[Recorded data]
────────────────
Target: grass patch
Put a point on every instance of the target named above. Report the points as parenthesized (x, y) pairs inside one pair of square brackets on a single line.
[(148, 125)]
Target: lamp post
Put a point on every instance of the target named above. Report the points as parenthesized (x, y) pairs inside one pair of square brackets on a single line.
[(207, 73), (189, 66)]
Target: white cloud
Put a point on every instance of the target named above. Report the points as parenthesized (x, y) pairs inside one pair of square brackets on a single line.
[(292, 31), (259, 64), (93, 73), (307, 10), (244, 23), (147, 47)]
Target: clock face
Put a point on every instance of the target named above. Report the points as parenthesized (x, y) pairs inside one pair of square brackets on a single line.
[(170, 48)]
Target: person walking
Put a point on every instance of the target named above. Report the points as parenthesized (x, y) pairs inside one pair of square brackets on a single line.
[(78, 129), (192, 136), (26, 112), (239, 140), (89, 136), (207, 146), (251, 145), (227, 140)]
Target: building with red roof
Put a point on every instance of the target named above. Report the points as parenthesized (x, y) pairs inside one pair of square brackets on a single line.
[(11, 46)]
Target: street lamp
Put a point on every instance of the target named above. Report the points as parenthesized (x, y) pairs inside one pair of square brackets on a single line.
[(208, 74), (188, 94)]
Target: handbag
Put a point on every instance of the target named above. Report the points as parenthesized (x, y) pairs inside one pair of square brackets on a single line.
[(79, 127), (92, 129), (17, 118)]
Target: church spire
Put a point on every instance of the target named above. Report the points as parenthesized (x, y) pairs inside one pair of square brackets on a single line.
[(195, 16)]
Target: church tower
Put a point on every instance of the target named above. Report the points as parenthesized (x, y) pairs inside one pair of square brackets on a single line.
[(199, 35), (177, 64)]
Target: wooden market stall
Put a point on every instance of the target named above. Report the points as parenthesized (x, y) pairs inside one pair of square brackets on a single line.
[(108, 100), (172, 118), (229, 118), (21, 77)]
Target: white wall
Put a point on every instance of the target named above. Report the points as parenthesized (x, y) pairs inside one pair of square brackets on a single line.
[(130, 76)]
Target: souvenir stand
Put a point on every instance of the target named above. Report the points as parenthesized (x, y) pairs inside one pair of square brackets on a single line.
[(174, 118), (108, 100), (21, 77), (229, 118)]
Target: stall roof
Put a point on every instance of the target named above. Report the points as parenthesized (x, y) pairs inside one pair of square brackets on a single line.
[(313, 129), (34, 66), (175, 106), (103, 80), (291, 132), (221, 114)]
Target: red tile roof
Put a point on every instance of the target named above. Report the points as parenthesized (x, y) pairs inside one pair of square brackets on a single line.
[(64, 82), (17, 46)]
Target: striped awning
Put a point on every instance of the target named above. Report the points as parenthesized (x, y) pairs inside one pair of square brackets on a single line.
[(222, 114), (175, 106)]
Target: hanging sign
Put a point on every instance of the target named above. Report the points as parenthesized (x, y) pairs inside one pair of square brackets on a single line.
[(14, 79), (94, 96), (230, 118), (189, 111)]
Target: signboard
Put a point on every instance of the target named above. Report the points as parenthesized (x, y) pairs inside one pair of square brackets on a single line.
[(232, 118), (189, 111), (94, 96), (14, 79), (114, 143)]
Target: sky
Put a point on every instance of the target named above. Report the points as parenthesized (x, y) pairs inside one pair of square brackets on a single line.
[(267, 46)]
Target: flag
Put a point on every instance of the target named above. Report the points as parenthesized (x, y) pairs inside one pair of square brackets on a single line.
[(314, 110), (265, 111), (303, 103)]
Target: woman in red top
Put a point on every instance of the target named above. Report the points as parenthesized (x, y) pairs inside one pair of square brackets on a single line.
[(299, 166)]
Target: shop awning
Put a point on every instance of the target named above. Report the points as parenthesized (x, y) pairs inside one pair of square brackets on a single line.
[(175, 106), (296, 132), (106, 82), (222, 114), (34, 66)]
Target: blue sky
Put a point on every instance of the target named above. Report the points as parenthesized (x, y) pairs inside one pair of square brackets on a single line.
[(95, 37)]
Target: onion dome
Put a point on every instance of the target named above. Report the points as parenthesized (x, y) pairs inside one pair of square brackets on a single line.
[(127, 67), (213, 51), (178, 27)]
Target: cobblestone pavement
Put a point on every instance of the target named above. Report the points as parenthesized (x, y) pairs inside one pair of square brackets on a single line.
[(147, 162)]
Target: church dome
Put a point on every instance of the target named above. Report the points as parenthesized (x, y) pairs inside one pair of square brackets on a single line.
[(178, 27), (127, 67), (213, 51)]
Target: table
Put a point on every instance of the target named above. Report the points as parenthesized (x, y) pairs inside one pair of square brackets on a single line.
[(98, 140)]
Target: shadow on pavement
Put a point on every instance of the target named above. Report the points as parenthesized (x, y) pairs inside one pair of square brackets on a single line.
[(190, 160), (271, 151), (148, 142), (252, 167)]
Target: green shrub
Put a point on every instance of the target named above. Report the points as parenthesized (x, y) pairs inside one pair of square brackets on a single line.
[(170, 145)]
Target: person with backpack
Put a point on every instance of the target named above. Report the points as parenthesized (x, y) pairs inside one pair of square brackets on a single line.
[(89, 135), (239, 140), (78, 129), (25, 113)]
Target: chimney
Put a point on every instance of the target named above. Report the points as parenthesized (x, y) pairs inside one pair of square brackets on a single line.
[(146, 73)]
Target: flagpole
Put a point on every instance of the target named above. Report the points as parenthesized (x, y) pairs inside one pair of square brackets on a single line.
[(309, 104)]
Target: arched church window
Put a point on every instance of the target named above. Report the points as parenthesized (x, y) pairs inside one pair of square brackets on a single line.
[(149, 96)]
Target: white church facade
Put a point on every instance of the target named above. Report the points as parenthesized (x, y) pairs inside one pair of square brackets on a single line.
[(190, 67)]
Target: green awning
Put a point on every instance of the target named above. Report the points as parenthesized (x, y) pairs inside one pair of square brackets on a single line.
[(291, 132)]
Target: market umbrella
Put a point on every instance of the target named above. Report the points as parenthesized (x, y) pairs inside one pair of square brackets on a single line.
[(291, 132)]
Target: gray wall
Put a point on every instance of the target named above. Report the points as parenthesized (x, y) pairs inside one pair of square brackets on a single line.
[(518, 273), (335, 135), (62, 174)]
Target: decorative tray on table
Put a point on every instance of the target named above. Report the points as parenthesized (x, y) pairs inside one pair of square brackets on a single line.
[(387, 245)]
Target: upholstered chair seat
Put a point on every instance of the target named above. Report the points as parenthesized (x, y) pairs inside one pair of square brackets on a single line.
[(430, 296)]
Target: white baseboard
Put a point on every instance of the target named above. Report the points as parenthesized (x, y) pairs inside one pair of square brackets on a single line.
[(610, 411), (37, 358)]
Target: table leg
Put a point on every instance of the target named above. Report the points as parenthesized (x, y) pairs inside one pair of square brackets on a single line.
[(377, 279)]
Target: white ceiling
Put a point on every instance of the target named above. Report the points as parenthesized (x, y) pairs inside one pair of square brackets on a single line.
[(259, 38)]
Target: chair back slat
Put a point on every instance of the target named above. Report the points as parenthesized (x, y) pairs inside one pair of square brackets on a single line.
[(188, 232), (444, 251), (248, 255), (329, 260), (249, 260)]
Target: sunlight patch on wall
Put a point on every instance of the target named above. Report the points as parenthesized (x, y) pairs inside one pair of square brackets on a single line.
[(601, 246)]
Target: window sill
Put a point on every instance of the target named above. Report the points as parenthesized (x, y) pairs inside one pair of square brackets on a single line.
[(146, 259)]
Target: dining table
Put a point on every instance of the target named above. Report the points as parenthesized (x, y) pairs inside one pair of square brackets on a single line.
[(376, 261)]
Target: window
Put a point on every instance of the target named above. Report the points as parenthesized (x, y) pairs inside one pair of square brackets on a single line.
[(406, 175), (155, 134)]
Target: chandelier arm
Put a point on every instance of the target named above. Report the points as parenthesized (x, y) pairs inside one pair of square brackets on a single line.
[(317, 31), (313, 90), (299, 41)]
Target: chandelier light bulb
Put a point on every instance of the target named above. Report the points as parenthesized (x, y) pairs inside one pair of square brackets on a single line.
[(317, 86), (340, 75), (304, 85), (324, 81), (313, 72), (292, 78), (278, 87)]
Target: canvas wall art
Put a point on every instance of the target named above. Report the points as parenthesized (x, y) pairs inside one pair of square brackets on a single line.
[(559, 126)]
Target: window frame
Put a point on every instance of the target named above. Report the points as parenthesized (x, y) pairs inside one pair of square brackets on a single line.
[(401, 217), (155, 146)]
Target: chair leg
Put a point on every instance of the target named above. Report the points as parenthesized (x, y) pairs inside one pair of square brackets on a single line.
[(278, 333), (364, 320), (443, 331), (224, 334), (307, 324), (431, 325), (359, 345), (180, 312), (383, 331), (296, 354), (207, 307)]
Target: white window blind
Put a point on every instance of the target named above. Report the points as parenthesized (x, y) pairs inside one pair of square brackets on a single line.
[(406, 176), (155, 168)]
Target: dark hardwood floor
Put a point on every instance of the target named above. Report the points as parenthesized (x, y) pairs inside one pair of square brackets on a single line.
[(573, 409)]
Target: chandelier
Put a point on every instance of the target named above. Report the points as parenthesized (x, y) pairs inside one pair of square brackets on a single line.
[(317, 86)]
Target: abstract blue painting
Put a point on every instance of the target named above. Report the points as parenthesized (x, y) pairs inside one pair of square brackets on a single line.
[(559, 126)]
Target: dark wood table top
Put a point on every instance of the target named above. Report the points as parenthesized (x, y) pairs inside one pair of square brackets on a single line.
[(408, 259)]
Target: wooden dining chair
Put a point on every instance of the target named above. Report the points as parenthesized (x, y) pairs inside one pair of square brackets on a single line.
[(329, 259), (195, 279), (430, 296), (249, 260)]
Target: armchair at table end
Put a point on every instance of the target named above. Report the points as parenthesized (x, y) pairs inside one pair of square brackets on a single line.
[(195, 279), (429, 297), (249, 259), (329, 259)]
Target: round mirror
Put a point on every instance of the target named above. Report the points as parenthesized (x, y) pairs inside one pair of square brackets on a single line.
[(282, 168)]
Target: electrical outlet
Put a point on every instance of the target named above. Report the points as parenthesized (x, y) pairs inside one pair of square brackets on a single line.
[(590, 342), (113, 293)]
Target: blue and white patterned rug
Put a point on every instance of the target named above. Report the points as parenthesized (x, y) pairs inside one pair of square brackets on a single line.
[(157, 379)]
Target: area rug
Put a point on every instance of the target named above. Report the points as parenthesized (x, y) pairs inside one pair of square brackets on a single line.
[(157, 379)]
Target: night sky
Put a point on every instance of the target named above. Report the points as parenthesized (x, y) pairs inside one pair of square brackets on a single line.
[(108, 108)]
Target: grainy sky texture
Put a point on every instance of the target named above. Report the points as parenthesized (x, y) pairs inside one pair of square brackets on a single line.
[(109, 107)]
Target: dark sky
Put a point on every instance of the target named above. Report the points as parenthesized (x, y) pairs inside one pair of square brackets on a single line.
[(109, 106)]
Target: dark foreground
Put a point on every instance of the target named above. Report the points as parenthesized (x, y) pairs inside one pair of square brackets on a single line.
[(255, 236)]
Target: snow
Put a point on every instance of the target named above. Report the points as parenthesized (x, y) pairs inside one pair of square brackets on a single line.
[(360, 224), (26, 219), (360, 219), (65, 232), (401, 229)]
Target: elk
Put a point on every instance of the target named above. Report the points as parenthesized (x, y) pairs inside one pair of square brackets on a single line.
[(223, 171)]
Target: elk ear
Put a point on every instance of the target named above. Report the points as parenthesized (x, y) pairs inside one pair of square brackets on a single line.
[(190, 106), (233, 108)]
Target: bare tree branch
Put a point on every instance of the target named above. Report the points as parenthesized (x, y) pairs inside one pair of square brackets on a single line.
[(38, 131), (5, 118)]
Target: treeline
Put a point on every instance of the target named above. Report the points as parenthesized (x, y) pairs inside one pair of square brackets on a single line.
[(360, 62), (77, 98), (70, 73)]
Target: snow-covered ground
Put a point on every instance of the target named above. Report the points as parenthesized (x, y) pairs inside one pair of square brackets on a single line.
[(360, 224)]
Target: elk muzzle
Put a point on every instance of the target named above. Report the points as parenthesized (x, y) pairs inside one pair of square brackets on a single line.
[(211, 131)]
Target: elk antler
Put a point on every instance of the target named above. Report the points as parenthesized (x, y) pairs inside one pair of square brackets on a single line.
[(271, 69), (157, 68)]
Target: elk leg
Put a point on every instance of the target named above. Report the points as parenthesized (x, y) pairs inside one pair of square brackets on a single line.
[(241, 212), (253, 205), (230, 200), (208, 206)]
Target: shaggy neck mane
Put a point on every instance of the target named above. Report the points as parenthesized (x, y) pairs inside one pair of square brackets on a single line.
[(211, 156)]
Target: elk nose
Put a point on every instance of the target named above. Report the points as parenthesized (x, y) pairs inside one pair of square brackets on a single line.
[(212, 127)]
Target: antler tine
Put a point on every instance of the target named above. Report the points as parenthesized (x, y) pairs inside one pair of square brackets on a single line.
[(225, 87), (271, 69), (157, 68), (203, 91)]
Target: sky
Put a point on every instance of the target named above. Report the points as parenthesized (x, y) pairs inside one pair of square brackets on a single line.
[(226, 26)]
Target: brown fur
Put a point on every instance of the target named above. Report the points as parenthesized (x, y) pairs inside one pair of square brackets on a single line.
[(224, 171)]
────────────────
Problem to solve => Scan the entries above for the line containing "Target: clock face", and copy it and all lines after it exactly, down to and including the line containing "Target: church spire".

Expected answer =>
Target: clock face
Put a point on every instance of the target named above. Report the points as parenthesized (x, y) pairs inside one pair of square brackets on a single line.
[(170, 48)]
Target: person walking
Put a point on every instance of the target named above. Report the points as parenthesized (x, y) pairs inside one pair of square brackets on a single line.
[(78, 129), (192, 136), (26, 112), (239, 140), (89, 136), (207, 146), (251, 145), (227, 140)]
Target: building with red roof
Put a point on every instance of the target named above. Report the points as parenthesized (x, y) pairs inside one pair of square brackets on a single line.
[(11, 46)]
Target: street lamp
Put a point on every instance of the target named above. Report the points as parenthesized (x, y) pairs inside one pair of square brackets on a single line.
[(208, 74), (188, 94)]
Target: handbag
Put a point on every instance of the target named above. Report the points as parenthesized (x, y) pairs inside one pair of square brackets on a single line.
[(79, 127), (92, 129), (17, 118)]
Target: church spire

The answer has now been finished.